# [EXERCISE]
Reproduce word for word the lines below, from the line that contains "out the kitchen" through the last line of the rows, with both of those lines included.

# [DATASET ROWS]
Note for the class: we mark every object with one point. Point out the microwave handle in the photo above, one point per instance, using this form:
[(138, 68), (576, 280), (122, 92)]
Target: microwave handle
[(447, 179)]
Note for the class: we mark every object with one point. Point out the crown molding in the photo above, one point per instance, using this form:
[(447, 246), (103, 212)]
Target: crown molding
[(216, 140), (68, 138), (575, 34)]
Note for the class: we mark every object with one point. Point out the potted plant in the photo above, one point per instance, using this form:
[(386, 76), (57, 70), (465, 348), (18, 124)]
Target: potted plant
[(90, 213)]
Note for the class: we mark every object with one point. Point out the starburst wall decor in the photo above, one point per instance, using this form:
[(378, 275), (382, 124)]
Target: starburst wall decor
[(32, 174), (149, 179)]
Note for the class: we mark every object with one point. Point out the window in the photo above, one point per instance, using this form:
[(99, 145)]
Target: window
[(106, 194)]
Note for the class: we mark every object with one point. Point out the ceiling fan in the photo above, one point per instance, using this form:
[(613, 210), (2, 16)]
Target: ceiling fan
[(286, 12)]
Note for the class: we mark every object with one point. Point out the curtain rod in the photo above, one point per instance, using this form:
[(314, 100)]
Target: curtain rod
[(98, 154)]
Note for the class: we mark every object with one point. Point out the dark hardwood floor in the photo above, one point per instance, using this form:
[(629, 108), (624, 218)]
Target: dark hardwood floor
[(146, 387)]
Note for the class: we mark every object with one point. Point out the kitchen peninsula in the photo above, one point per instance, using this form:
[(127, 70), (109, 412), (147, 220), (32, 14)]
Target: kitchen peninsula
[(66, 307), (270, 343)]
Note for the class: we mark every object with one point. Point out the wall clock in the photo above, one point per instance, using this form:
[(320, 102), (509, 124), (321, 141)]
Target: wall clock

# [OUTPUT]
Note for the class: we mark every object with one point. Point out the kitchen peninsula in the photo above, one point per instance, using this form:
[(127, 70), (109, 412), (147, 220), (32, 14)]
Target: kitchen peninsula
[(66, 307), (270, 343)]
Note for the class: we mark every object with one point. Point out the wall clock in the photo above, one point per instance, using this form:
[(320, 102), (509, 124), (321, 141)]
Target: wall clock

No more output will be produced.